Exercices:
1. D'après le compte rendu du Chevalier à la rose, en quelle année Brigitte Fassbaender s'est-elle retirée des scènes ?
2. Indiquez si chacune des affirmations suivantes concorde avec le compte rendu du Chevalier à la rose, en citant les mots du texte qui tranchent : (a) les décors d'Erich Wonder sont sobres ; (b) les costumes de Dietrich von Grebmer s'inspirent uniquement du passé ; (c) le Festival de Pâques se tient désormais à Salzbourg.
3. Rédigez la suite du compte rendu du Chevalier à la rose, en repartant de sa dernière phrase.

Texte fourni:
╭──
Pour ouvrir le prestigieux Osterfestpiele (le Festival de Pâques délocalisé de Salzbourg à Baden-Baden), le Festspielhaus proposait vendredi une nouvelle production du Chevalier à la rose mise en scène par Brigitte Fassbaender. Belle idée que de confier cette réalisation à celle qui a été l’un des grands Octavian de son temps et s’est retirée des scènes en 1995. Sa direction d’acteurs est subtile et tout au service des performances vocales qu’elle a évidemment contribué à perfectionner. Si les décors d’Erich Wonder se distinguent par leur sobriété (un immense canapé en guise de lit puis de salon de réception et des images projetées en fond de salle, pour l’essentiel), l’utilisation des transparents permet un étagement de couloirs de circulation intéressant et donne à voir tous les espaces (chambre, antichambre et extérieur) à la fois. L’idée est simple et plutôt réussie. Les costumes de Dietrich von Grebmer mélangent passé et présent avec des degrés de réussite divers : les couleurs sont, notamment dans la scène du grand lever de la Maréchale, très (trop) criardes, ce qui agace certains spectateurs qui auraient sans doute préféré davantage d’élégance et de distinction. Mais le caractère grinçant de la comédie et le ton doux-amer de l’œuvre en sont accentués. Le vrai problème de ces transparents est plus grave, nuisant à une parfaite perception des sons, malheureusement en partie absorbés par le manque de réverbération, ce qui est évidemment dommageable pour les auditeurs les plus éloignés.
╰──
Lignes d'un jeu de données:
╭──
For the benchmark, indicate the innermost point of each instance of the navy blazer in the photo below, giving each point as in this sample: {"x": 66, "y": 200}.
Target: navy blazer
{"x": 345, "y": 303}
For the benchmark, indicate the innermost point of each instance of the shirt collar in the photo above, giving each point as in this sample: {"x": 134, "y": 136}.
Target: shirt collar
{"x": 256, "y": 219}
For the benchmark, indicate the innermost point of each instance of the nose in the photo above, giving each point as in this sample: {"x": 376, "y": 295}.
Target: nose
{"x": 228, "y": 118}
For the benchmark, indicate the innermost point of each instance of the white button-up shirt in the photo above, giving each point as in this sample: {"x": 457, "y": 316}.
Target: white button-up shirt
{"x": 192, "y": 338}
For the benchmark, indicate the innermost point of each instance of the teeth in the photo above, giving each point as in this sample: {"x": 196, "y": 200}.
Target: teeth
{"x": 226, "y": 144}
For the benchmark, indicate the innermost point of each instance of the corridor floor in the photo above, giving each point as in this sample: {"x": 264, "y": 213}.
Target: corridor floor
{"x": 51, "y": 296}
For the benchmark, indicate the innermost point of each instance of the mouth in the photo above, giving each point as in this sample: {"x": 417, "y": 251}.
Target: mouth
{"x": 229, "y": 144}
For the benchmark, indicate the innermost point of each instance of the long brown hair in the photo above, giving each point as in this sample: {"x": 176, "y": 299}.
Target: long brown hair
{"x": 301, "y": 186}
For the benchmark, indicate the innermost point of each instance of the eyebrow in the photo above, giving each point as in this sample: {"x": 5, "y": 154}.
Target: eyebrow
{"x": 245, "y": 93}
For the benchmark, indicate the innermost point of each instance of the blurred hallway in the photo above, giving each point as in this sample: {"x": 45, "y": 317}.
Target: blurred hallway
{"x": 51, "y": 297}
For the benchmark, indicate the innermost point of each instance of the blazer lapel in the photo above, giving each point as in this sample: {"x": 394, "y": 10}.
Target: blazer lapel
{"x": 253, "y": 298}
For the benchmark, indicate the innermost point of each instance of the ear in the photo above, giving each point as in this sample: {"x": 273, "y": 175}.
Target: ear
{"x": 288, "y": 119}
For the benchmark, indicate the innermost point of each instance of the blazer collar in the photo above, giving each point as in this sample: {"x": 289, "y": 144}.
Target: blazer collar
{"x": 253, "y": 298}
╰──
Corrigés:
1. En 1995.

2.
(a) Oui : « les décors d’Erich Wonder se distinguent par leur sobriété ».
(b) Non : « Les costumes de Dietrich von Grebmer mélangent passé et présent ».
(c) Non : « le Festival de Pâques délocalisé de Salzbourg à Baden-Baden ».

3.
Maréchale quasi hollywoodienne, Anja Harteros allie un physique mieux qu’avantageux à une approche du rôle tout en délicatesse, nostalgie, autodérision et désespoir mêlés. Chaque mot est ici pesé, muri, vécu. On reste pantois devant tant de justesse, d’évidence et de beauté. En merveilleux contrepoint, l’Octavian de Magdalena Kožená est impeccable de fougue et de jeunesse. Parfaitement à l’aise dans toutes les facettes de son personnage, dirigée par son époux dans la fosse, elle illumine la soirée. Sans être transcendante, Anna Prohaska habite néanmoins avec intensité et flamme une délicieuse Sophie malgré une assez petite voix, agréable membre d’un quatuor épatant grâce à Peter Rose, parfait Ochs, génial dans sa diction d’un idiome viennois graveleux et ridicule à souhait.
Autour d’eux, les seconds rôles complètent avantageusement une distribution de haut vol et Lawrence Brownlee se taille un beau succès en chanteur solaire et poseur, juste ce qu’il faut d’exagéré. Les deux intrigants tirent habilement leur épingle du jeu, tout comme Faninal impérieusement campé par Clemens Unterreiner.
Dans la fosse, Sir Simon Rattle dirige le Philharmonique de Berlin avec maestria mais aurait dû prêter davantage attention à la balance sonore, car de chaque pupitre se dégage une virtuosité parfois tonitruante. C’est dommage, les voix étant trop souvent couvertes par l’orchestre, mais la richesse des timbres est habilement mise en valeur.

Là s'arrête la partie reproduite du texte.